* **HOW TO COMPLETE THIS TASK**
For every line in the material below that holds "beard", report the line.
Segment Open
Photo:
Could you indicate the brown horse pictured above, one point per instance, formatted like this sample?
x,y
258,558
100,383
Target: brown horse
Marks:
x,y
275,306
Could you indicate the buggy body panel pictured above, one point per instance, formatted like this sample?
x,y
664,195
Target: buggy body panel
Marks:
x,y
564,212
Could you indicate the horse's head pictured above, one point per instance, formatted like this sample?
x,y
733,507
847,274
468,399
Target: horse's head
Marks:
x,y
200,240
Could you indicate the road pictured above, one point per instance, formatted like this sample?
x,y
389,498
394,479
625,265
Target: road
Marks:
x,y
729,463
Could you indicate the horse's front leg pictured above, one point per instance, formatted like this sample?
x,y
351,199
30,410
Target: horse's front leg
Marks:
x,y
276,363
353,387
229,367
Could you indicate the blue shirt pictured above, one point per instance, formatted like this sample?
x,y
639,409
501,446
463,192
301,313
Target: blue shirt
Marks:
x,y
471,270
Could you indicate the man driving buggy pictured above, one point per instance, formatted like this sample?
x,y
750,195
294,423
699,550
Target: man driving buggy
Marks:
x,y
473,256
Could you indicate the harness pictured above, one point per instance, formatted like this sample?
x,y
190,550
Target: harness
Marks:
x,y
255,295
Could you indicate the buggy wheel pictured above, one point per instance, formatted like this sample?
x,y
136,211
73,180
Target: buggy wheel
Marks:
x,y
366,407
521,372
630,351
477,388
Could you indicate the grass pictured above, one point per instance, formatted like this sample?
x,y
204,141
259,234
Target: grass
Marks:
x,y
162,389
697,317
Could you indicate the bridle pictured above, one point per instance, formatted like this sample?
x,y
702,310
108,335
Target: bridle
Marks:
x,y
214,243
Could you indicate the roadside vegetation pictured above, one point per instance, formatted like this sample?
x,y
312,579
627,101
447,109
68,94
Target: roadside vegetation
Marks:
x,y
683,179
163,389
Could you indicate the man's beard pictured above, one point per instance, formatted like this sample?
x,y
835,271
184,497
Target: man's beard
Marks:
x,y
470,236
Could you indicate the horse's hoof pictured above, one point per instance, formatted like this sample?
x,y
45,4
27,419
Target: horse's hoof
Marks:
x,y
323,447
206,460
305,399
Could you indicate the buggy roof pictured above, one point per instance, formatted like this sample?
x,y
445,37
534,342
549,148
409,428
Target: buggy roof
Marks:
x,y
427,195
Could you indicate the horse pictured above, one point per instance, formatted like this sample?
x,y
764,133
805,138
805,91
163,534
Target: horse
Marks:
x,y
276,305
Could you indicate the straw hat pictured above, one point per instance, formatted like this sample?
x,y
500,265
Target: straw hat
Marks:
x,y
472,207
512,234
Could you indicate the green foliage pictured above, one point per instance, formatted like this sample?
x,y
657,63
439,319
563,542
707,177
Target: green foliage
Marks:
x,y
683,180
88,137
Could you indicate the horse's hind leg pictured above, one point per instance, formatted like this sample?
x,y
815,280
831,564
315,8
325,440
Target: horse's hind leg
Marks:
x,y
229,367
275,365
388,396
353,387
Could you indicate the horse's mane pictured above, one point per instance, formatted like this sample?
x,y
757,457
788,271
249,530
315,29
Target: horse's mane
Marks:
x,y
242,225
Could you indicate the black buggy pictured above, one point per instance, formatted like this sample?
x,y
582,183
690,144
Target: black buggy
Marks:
Segment Closed
* **OUTPUT BELOW**
Could you indicate the man's beard pictured above, one point per instance, formatted like this sample?
Target: man's beard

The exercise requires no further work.